Am Sonntag sind in der nordkurdischen Provinz Wan (Van) dreizehn Schutzsuchende in einen Schneesturm geraten und ums Leben gekommen. Dies sind keine Einzelfälle. Auf der Flucht vor Kriegen und diktatorischen Regimen im Mittleren Osten und Zentralasien versuchen jeden Tag Hunderte Schutzsuchende über die türkisch-iranische Grenze, die Nord- und Ostkurdistan trennt, zu gelangen. Dutzende von ihnen erfrieren insbesondere in den Wintermonaten in der hochgebirgigen Grenzregion. In den vergangen zwölf Monaten wurden 50 erfrorene Schutzsuchende registriert. Die Dunkelziffer dürfte weit höher liegen, denn aufgrund des EU-finanzierten Ausbaus der Grenzbefestigungen müssen Flüchtlinge auf immer gefährlichere Routen ausweichen. Doch damit nicht genug; im Juli kamen in Wan bei einem Unfall mit einem Kleinbus mit Schutzsuchenden 15 Menschen ums Leben. 27 weitere Flüchtlinge wurden verletzt.

# Aufgabenliste:
**1)** Wie viele erfrorene Schutzsuchende wurden laut dem Bericht über die Flüchtlinge an der türkisch-iranischen Grenze in den vergangenen zwölf Monaten registriert?
**2)** Führe den Bericht über die Flüchtlinge an der türkisch-iranischen Grenze nach seinem letzten Satz fort.

# Bereitgestellte Daten:
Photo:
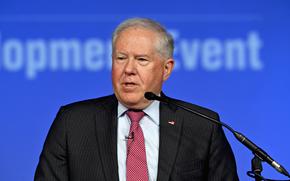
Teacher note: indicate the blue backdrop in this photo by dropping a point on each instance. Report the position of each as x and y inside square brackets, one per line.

# Antworten je Aufgabe:
**1)** 50

**2)**
30 erfrierende Schutzsuchende entdeckt
In der Nähe der Kreisstadt Westan (Gevaş) in der nordkurdischen Provinz Wan wurden mehr als 30 erfrierende Flüchtlinge am Ufer des Wan-Sees entdeckt. Sie wollten Berichten zu Folge mit einem Boot nach Bedlîs (Bitlis) ins Landesinnere übersetzen. Die Schutzsuchenden wurden jedoch am Ufer zurückgelassen und standen kurz vor dem Kältetod, als sie gerettet werden konnten.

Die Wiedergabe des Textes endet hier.